PERINTAH 1: Menurut tulisan tentang kinerja mengajar guru, kinerja merupakan terjemahan dari istilah bahasa Inggris apa saja?

-=-=-

Senin, 10 November 2014

Kinerja Mengajar Guru

Michael G. Fullan mengemukakan bahwa ”educational change depends on what  teacher  do  and  think  ...  .”(Suyanto  &  Djihad  Hisyam,  2000:206). Pendapat  tersebut  mengisyaratkan  bahwa  perubahan  dan  pembaharuan sistem pendidikan sangat bergantung pada penguasaan kompetensi guru. Pada  tingkatan  institusional  dan  instruksional  guru  berada  di  lapisan terdepan berhadapan langsung dengan peserta didik dan masyarakat. Dilihat dari posisinya itu, guru merupakan unsur penentu utama bagi keberhasilan pendidikan.
Menurut Jones, Jenkin dan Lord (2006: 3), kinerja didefinisikan sebagai “performance means both behaviours and result, behaviours emanate from the performer and transform performance from abstraction to action”. Kinerja didefinisikan sebagai bentuk perilaku dan hasil, perilaku muncul dari seseorang kemudian merubah dari yang abstrak menjadi tindakan. Kinerja  merupakan  terjemah  dari  bahasa  inggris work  performance atau job  performance atau performance saja.  Dalam  kamus  besar  bahasa indonesia “  Kinerja  adalah suatu  yang dicapai, prestasi  yang diperlihatkan dalam kemampuan kerja.” (Depdiknas, 2003).

-=-=-

PERINTAH 2: Ekstrak setiap baris entri yang memuat kata "lake".

-=-=-

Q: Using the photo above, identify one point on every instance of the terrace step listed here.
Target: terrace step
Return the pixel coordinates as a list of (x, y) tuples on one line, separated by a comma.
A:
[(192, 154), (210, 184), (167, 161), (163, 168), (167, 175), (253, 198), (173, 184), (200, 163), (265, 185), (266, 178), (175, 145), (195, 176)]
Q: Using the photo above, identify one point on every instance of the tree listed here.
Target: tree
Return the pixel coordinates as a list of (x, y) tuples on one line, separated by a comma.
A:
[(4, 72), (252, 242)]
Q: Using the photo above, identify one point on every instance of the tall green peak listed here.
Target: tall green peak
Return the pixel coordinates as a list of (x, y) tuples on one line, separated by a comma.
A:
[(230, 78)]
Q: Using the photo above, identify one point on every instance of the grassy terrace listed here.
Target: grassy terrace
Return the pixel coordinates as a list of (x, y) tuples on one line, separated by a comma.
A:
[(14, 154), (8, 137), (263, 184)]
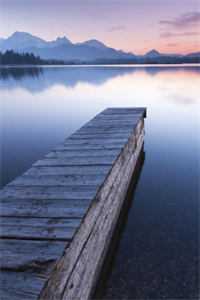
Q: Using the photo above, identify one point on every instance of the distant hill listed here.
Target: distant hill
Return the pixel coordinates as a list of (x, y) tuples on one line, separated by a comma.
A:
[(61, 48), (91, 51)]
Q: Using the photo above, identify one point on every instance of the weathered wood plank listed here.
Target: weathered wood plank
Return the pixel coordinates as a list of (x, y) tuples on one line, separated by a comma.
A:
[(77, 161), (20, 285), (38, 228), (58, 180), (24, 254), (106, 135), (69, 170), (95, 141), (122, 110), (44, 208), (66, 206), (83, 153), (96, 229), (49, 192)]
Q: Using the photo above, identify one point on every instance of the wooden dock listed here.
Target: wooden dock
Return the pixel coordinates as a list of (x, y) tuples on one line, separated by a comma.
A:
[(57, 219)]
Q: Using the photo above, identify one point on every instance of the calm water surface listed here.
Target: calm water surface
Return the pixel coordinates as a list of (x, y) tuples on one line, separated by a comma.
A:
[(157, 255)]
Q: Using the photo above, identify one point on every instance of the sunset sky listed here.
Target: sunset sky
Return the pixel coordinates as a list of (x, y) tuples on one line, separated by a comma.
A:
[(132, 25)]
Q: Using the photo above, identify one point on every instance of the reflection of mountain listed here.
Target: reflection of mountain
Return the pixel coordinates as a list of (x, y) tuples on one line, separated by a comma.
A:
[(37, 79), (19, 73)]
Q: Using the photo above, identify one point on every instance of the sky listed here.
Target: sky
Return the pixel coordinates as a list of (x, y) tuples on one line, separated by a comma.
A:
[(137, 26)]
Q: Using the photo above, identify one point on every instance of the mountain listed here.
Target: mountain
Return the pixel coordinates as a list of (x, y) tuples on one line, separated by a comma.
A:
[(153, 53), (61, 48), (91, 51)]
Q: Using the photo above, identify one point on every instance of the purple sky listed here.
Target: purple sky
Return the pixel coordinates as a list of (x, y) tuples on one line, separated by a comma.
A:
[(131, 25)]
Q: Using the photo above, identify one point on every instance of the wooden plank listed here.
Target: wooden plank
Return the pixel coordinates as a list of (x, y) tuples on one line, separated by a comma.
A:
[(83, 153), (100, 130), (69, 170), (58, 180), (38, 228), (20, 285), (106, 135), (96, 141), (44, 208), (77, 161), (57, 219), (128, 110), (49, 192), (84, 147), (91, 241), (23, 254)]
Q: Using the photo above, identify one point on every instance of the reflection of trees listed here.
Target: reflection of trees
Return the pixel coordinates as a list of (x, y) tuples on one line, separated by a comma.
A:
[(19, 73), (70, 76)]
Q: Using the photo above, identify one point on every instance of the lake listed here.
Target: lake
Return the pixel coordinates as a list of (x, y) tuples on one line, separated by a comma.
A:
[(157, 255)]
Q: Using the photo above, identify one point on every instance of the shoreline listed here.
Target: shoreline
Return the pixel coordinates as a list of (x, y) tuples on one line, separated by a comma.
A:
[(101, 65)]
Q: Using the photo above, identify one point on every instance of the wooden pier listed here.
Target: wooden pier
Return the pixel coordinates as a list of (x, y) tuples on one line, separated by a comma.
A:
[(57, 219)]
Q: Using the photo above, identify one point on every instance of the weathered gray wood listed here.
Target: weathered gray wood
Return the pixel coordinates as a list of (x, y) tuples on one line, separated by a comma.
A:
[(83, 153), (95, 141), (77, 161), (20, 285), (68, 280), (106, 135), (23, 254), (86, 146), (69, 170), (57, 219), (58, 180), (50, 208), (48, 192), (128, 110), (38, 228)]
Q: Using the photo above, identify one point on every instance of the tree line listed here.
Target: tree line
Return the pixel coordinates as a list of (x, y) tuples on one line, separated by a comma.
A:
[(13, 58)]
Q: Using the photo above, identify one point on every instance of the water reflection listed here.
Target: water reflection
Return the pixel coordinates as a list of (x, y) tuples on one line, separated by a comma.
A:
[(38, 79), (20, 73), (157, 255)]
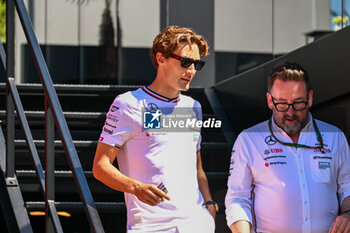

-=-=-

JAWABAN 1: Kinerja merupakan terjemahan dari work performance, job performance, atau performance saja.

JAWABAN 2:
Q: Using the photo above, identify one point on every instance of the lake listed here.
Target: lake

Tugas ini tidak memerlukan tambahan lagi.